**Passage présenté:**
- - -

L’article 45 prévoit une méthode simple et rapide de radier du registre les marques tombées en désuétude. Il n’est pas censé prévoir un moyen supplémentaire de contester une marque de commerce, autre que la procédure litigieuse courante visée par l’article 57.

La même idée a été reprise dans d’autres décisions : Austin Nichols & Co. c. Cinnabon, Inc. (C.A.F.), [1998] 4 C.F. 569, au paragraphe 14;  United Grain Growers Ltd. c. Lang Michener (C.A.F.), [2001] 3 C.F 102, au paragraphe 16.

- - -

**Exercices proposés:**
A: Répondez aux questions suivantes à partir du passage sur l'article 45 :
(i) Quelles marques cette disposition permet-elle de radier du registre ?
(ii) Quel article vise la procédure litigieuse courante ?
(iii) À quel paragraphe de la décision Austin Nichols & Co. c. Cinnabon, Inc. la même idée est-elle reprise ?
B: Recopiez fidèlement la portion du passage sur l'article 45 comprise entre « La même idée » et « [2001] 3 C.F 102, au paragraphe 16. », ces deux segments inclus.

- - -

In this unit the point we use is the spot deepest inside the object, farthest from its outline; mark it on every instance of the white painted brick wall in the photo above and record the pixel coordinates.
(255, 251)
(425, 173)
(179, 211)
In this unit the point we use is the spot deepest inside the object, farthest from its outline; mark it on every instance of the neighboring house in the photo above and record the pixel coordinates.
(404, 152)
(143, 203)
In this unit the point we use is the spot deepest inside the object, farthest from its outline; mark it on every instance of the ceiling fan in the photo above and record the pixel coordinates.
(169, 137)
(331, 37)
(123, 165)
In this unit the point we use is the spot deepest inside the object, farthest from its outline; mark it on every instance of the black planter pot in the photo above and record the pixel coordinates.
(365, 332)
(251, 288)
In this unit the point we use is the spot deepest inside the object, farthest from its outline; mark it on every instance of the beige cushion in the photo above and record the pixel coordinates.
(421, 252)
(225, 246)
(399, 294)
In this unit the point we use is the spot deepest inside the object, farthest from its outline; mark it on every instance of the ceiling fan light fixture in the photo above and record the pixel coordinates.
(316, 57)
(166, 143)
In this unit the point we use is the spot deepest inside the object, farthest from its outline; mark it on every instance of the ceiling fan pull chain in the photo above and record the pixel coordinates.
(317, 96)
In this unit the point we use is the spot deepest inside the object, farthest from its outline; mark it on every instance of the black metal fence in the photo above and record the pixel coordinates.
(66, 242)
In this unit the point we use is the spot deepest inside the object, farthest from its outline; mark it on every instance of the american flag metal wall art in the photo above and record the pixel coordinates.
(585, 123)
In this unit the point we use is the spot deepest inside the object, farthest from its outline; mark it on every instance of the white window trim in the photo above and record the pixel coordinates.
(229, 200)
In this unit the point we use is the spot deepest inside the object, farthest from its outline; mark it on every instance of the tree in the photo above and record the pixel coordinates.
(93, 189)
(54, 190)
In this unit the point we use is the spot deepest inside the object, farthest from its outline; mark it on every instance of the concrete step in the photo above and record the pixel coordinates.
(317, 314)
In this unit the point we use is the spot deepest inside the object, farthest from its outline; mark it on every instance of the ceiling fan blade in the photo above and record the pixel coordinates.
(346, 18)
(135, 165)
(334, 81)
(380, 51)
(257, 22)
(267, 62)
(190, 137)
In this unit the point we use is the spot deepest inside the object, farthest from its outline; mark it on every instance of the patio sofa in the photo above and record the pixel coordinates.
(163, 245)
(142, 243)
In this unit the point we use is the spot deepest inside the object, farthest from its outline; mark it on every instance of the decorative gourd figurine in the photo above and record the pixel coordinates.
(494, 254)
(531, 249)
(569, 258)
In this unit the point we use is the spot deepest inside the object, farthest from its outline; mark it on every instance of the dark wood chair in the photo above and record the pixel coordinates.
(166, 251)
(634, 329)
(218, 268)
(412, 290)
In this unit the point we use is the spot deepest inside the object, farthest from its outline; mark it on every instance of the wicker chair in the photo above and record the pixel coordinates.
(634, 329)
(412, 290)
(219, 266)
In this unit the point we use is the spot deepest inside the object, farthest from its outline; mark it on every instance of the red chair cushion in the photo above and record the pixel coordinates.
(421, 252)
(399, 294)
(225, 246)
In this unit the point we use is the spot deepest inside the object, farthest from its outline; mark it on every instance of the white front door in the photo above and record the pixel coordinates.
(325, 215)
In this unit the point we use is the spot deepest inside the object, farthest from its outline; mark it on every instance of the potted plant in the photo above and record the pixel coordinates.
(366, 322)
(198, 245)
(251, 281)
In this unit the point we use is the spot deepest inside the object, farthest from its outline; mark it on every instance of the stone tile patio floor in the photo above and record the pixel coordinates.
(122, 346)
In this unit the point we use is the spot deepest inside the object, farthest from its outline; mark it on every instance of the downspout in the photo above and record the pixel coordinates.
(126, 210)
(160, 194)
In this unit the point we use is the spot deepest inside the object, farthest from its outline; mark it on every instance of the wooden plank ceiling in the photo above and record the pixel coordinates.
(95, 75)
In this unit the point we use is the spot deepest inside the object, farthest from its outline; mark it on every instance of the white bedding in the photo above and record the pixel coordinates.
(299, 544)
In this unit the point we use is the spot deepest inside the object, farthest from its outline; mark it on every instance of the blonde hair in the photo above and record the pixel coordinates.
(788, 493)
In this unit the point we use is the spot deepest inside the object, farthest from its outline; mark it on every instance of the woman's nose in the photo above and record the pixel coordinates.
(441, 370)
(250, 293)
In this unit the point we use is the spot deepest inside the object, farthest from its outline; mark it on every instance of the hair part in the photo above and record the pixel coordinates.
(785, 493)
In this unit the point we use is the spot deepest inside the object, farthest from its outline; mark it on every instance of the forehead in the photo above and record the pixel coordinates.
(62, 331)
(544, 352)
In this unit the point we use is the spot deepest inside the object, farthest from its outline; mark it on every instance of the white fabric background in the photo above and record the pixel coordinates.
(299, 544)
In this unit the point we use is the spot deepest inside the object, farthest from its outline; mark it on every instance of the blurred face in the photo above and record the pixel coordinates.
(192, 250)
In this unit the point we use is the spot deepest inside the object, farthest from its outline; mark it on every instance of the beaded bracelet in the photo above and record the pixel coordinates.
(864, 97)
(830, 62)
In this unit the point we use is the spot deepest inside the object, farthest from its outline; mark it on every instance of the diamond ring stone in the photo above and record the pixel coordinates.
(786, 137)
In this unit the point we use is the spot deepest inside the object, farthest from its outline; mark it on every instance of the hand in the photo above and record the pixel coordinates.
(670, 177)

- - -

**Réponses par exercice:**
A:
(i) Les marques tombées en désuétude.
(ii) L'article 57.
(iii) Au paragraphe 14.

B:
La même idée a été reprise dans d’autres décisions : Austin Nichols & Co. c. Cinnabon, Inc. (C.A.F.), [1998] 4 C.F. 569, au paragraphe 14;  United Grain Growers Ltd. c. Lang Michener (C.A.F.), [2001] 3 C.F 102, au paragraphe 16.